#### PODANE WIERSZE ####

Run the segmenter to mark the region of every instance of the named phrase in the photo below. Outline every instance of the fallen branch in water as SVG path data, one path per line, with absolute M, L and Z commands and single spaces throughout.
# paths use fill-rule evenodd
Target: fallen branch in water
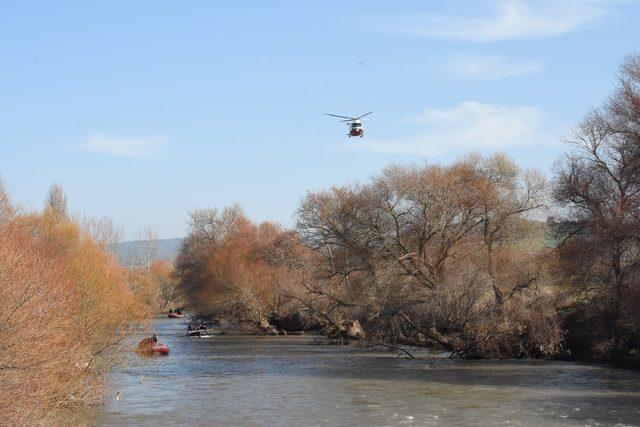
M 388 348 L 389 350 L 394 350 L 394 351 L 398 351 L 401 353 L 406 354 L 407 356 L 409 356 L 412 359 L 415 359 L 416 357 L 409 353 L 409 351 L 405 350 L 402 347 L 398 347 L 397 345 L 391 345 L 391 344 L 383 344 L 383 343 L 377 343 L 377 344 L 367 344 L 365 346 L 365 348 L 373 348 L 373 347 L 384 347 L 384 348 Z

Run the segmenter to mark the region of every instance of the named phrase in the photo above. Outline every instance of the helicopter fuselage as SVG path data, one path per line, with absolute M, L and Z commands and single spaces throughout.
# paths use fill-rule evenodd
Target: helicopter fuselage
M 364 129 L 362 128 L 362 123 L 360 120 L 355 120 L 349 123 L 349 138 L 352 136 L 364 136 Z

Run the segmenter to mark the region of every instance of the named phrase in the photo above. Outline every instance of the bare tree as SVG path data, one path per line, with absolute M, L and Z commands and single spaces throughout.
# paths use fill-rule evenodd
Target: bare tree
M 59 218 L 66 218 L 67 212 L 67 195 L 60 184 L 54 183 L 49 188 L 45 199 L 45 207 L 50 209 Z
M 627 358 L 640 347 L 640 57 L 623 63 L 609 101 L 567 139 L 555 198 L 559 259 L 589 317 L 592 357 Z

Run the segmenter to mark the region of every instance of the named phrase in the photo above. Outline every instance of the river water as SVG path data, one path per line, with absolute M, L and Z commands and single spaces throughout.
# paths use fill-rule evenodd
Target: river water
M 305 336 L 187 337 L 181 319 L 153 326 L 170 355 L 127 355 L 90 424 L 640 425 L 637 371 L 403 359 Z

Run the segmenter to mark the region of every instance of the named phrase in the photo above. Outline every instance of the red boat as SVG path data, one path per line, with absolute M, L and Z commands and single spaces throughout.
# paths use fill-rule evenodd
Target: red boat
M 166 356 L 167 354 L 169 354 L 169 347 L 166 344 L 156 343 L 151 346 L 150 350 L 159 356 Z
M 166 344 L 158 344 L 156 334 L 151 338 L 145 338 L 138 344 L 138 353 L 142 356 L 166 356 L 169 347 Z

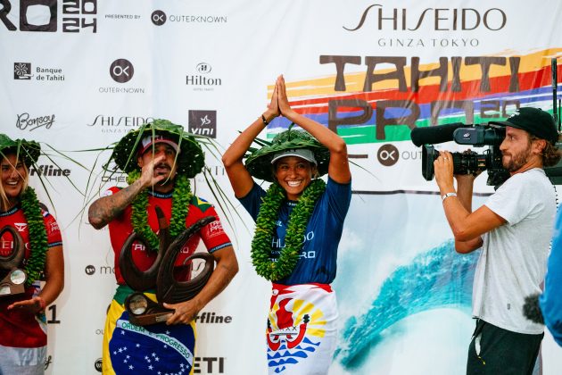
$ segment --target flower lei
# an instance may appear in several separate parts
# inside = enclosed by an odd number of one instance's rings
[[[28,221],[29,230],[29,248],[32,250],[24,271],[28,276],[26,285],[29,287],[35,280],[41,279],[45,270],[47,251],[47,234],[43,221],[41,206],[35,190],[28,187],[21,193],[21,210]]]
[[[140,178],[140,171],[133,171],[128,173],[127,182],[130,185],[138,178]],[[184,175],[178,175],[172,193],[172,212],[169,223],[171,238],[175,238],[186,229],[186,218],[189,212],[189,203],[192,197],[189,179]],[[148,192],[146,189],[136,196],[131,204],[131,223],[135,232],[141,235],[151,248],[158,251],[158,237],[148,225]]]
[[[326,189],[326,183],[313,180],[299,197],[296,206],[289,215],[285,247],[279,257],[272,262],[271,238],[278,218],[279,208],[285,199],[285,190],[277,183],[273,183],[263,197],[260,213],[256,220],[256,229],[252,240],[252,262],[258,275],[275,281],[293,272],[302,247],[302,238],[316,202]]]

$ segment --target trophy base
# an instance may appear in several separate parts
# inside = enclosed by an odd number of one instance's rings
[[[25,287],[23,285],[0,285],[0,297],[4,296],[20,295],[25,292]]]
[[[128,321],[136,326],[150,326],[153,324],[163,323],[172,316],[174,312],[167,310],[162,312],[146,313],[144,315],[129,315]]]
[[[125,299],[125,308],[128,312],[128,321],[136,326],[163,323],[174,313],[173,310],[164,308],[139,292]]]

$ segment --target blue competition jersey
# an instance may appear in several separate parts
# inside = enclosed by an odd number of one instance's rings
[[[266,192],[257,184],[239,201],[255,221],[261,198]],[[330,178],[326,191],[314,207],[305,231],[301,258],[293,273],[275,282],[284,285],[306,283],[330,284],[335,278],[337,246],[342,238],[343,219],[351,200],[351,183],[339,184]],[[271,239],[271,259],[277,259],[285,247],[289,214],[296,201],[285,201],[279,209],[277,230]]]
[[[549,328],[554,340],[562,346],[562,211],[554,227],[552,251],[549,257],[547,274],[544,279],[544,293],[541,296],[541,310],[544,324]]]

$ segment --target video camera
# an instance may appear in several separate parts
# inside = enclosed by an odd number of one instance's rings
[[[488,185],[498,186],[509,178],[501,163],[500,145],[506,137],[505,128],[490,124],[464,124],[416,128],[411,132],[414,145],[422,146],[422,175],[426,180],[434,178],[434,161],[439,156],[433,145],[454,140],[459,145],[475,147],[488,146],[482,154],[474,151],[451,153],[454,174],[471,174],[488,171]]]

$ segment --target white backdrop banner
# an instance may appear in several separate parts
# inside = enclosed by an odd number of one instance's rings
[[[0,131],[71,152],[163,118],[226,148],[283,73],[293,108],[342,136],[356,164],[330,373],[463,373],[478,253],[455,254],[410,131],[503,120],[519,106],[551,112],[561,15],[558,0],[0,0]],[[262,136],[288,125],[277,119]],[[70,154],[86,168],[54,157],[31,171],[45,203],[37,175],[51,184],[66,262],[64,291],[47,309],[46,369],[96,374],[113,254],[108,231],[93,229],[81,209],[126,182],[101,177],[108,153]],[[244,222],[223,220],[240,272],[198,316],[195,373],[263,374],[270,289],[250,262],[253,223],[220,161],[208,153],[207,164]],[[475,207],[493,192],[486,174]],[[194,182],[212,201],[202,179]],[[547,334],[537,373],[559,372],[559,350]]]

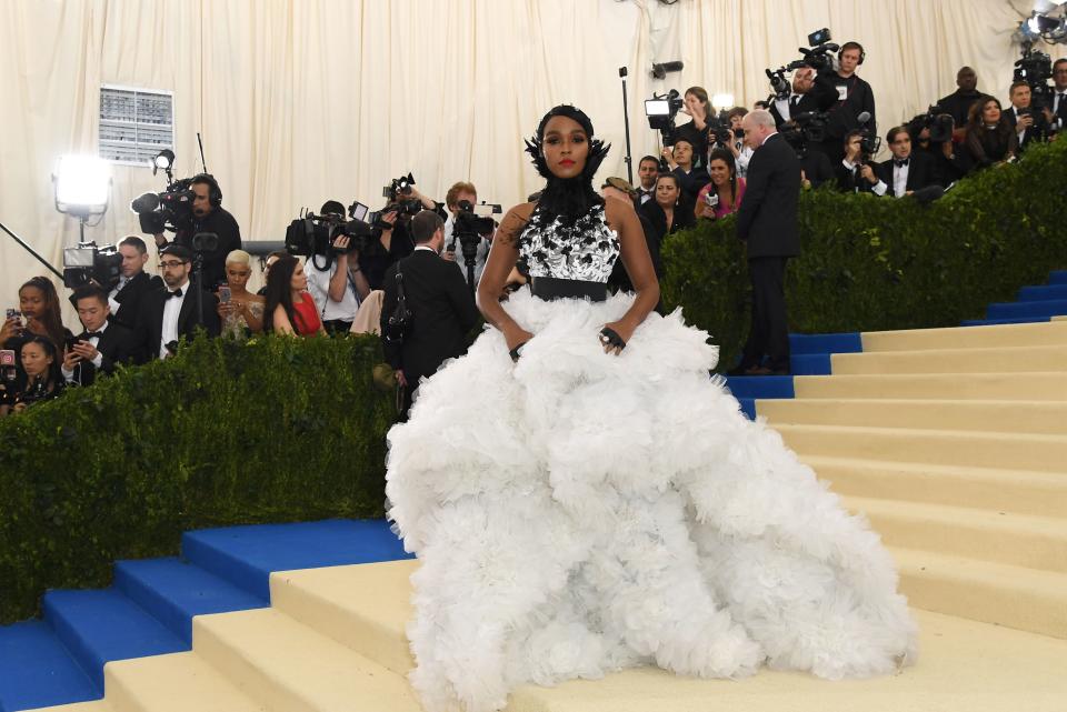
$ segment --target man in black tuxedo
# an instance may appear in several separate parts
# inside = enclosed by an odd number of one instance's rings
[[[817,77],[811,67],[801,67],[792,74],[792,93],[786,99],[776,99],[770,107],[775,126],[781,131],[787,121],[796,121],[806,113],[827,111],[837,102],[837,89],[826,74]],[[812,148],[821,149],[819,144]]]
[[[770,112],[749,112],[742,128],[745,142],[755,152],[748,164],[745,200],[737,212],[737,237],[747,244],[752,325],[737,372],[787,374],[789,325],[785,280],[786,262],[800,253],[797,225],[800,161],[792,147],[775,130]]]
[[[1011,108],[1005,111],[1008,122],[1019,139],[1019,152],[1034,143],[1048,139],[1048,122],[1045,114],[1030,104],[1030,86],[1025,81],[1011,82]]]
[[[826,122],[826,140],[822,142],[831,163],[840,162],[845,158],[845,137],[849,131],[860,128],[861,114],[870,114],[868,124],[876,126],[875,92],[870,84],[856,74],[857,68],[866,59],[862,46],[859,42],[845,42],[837,58],[836,71],[821,72],[828,81],[834,83],[837,91],[837,102],[830,109],[830,116]]]
[[[209,337],[221,332],[218,298],[202,292],[202,310],[197,319],[197,294],[192,289],[192,253],[180,244],[169,244],[159,253],[159,268],[164,289],[146,294],[141,301],[137,332],[144,360],[173,355],[178,339],[192,339],[197,327],[203,327]]]
[[[953,117],[956,123],[954,133],[958,133],[960,139],[963,139],[964,127],[967,126],[967,118],[970,116],[970,108],[983,96],[978,91],[978,73],[970,67],[960,67],[956,72],[956,91],[938,99],[937,106]]]
[[[63,378],[68,383],[91,385],[98,374],[109,374],[119,363],[133,363],[138,353],[137,334],[109,320],[108,293],[96,284],[81,287],[73,294],[78,319],[84,331],[74,337],[63,358]]]
[[[1053,62],[1053,106],[1045,119],[1055,131],[1067,129],[1067,58]]]
[[[163,280],[144,272],[148,247],[140,238],[130,235],[119,242],[119,254],[122,255],[122,275],[108,293],[108,304],[111,307],[109,321],[133,329],[141,310],[141,299],[148,292],[162,289]]]
[[[410,231],[415,251],[386,272],[381,305],[386,361],[405,388],[405,414],[419,379],[432,375],[447,359],[462,355],[467,333],[478,322],[478,308],[463,274],[440,257],[445,221],[432,210],[423,210],[411,219]],[[400,343],[390,339],[389,329],[389,318],[397,308],[398,273],[411,312]]]
[[[875,167],[878,183],[871,192],[904,198],[923,188],[939,184],[934,160],[926,153],[911,150],[911,134],[907,127],[889,129],[886,141],[893,158]]]

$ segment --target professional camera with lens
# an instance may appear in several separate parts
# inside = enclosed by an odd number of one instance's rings
[[[911,119],[908,122],[908,133],[913,140],[925,129],[929,129],[931,143],[945,143],[953,140],[953,131],[956,129],[956,120],[953,114],[946,112],[939,106],[931,106],[926,113]]]
[[[1053,78],[1053,59],[1026,43],[1023,57],[1015,62],[1011,81],[1025,81],[1030,86],[1030,106],[1036,109],[1046,109],[1053,106],[1056,90],[1048,80]]]
[[[177,231],[192,223],[192,179],[170,181],[161,193],[144,193],[130,202],[137,213],[141,232],[159,234],[164,229]]]
[[[832,54],[837,52],[840,47],[830,42],[830,30],[828,28],[816,30],[809,34],[808,44],[810,47],[798,48],[801,56],[800,59],[794,60],[778,69],[764,70],[767,79],[770,80],[770,88],[775,92],[775,99],[788,99],[791,93],[789,80],[786,79],[787,73],[796,71],[801,67],[810,67],[819,73],[834,68]]]
[[[362,205],[362,214],[368,214],[367,205]],[[333,242],[345,235],[351,238],[349,245],[335,247]],[[375,227],[362,220],[346,220],[345,215],[333,213],[317,215],[307,212],[290,222],[286,229],[286,250],[289,254],[328,258],[329,263],[335,255],[348,254],[352,250],[366,251],[373,235]]]
[[[825,111],[801,111],[782,124],[781,137],[792,147],[798,158],[805,157],[808,144],[822,143],[826,140],[828,116]]]
[[[675,117],[678,110],[685,106],[677,89],[671,89],[666,94],[652,94],[651,99],[645,100],[645,116],[648,118],[648,127],[659,131],[664,138],[664,146],[675,144]]]
[[[96,242],[79,242],[76,248],[63,248],[63,285],[78,289],[94,282],[111,290],[122,277],[122,255],[113,244],[97,247]]]
[[[397,219],[409,219],[420,213],[422,201],[411,197],[412,185],[415,185],[415,178],[410,172],[407,176],[393,178],[388,185],[381,189],[381,194],[388,202],[378,214],[396,212]]]

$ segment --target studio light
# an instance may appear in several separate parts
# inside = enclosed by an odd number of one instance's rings
[[[734,94],[711,94],[711,106],[719,111],[726,111],[734,108]]]
[[[97,156],[63,156],[52,173],[56,210],[87,220],[108,211],[111,166]]]
[[[174,164],[174,152],[170,149],[163,149],[156,154],[156,158],[152,159],[152,164],[156,168],[161,168],[164,171],[170,169]]]

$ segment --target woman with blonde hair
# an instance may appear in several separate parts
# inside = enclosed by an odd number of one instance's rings
[[[222,334],[240,338],[263,330],[267,299],[248,291],[252,275],[252,255],[233,250],[226,255],[226,284],[219,288],[219,318]]]

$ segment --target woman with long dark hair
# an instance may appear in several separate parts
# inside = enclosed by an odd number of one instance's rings
[[[674,173],[660,173],[656,178],[655,198],[638,210],[648,219],[657,244],[662,244],[668,234],[697,224],[692,201],[682,192]]]
[[[711,182],[700,189],[697,195],[696,217],[717,220],[737,212],[745,195],[745,179],[737,177],[734,154],[726,149],[711,151],[708,173],[711,174]]]
[[[979,99],[967,114],[964,147],[975,170],[1010,161],[1019,150],[1019,139],[995,97]]]
[[[498,710],[517,684],[628,665],[838,679],[910,662],[878,536],[709,378],[706,332],[654,313],[632,204],[592,189],[607,149],[588,117],[556,107],[528,150],[546,185],[493,238],[492,328],[389,432],[425,708]],[[500,302],[520,259],[531,289]],[[617,259],[635,293],[608,297]]]
[[[63,392],[60,351],[51,339],[30,335],[19,352],[26,379],[0,397],[0,415],[20,413],[33,403],[59,398]]]
[[[308,278],[300,260],[287,254],[278,258],[267,273],[267,307],[263,329],[275,333],[310,337],[326,334],[319,308],[308,291]]]
[[[0,349],[14,351],[18,385],[26,382],[22,368],[22,344],[33,337],[44,337],[52,342],[62,363],[67,341],[73,337],[63,327],[59,294],[56,285],[47,277],[34,277],[19,288],[19,311],[21,315],[6,319],[0,328]],[[26,324],[22,319],[26,319]]]

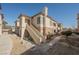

####

## ZADANIE:
Przepisz bez żadnych zmian wiersze od tego, który zawiera "--target trophy base", do tego, który zawiera "[[[25,287],[23,285],[0,285],[0,297],[4,296],[20,295],[25,292]]]", łącznie z nimi.

## WYNIK ZADANIA:
$ segment --target trophy base
# an instance may appear in several separate parts
# inside = enclosed by an odd number of one instance's rings
[[[25,287],[23,285],[0,285],[0,297],[4,296],[20,295],[25,292]]]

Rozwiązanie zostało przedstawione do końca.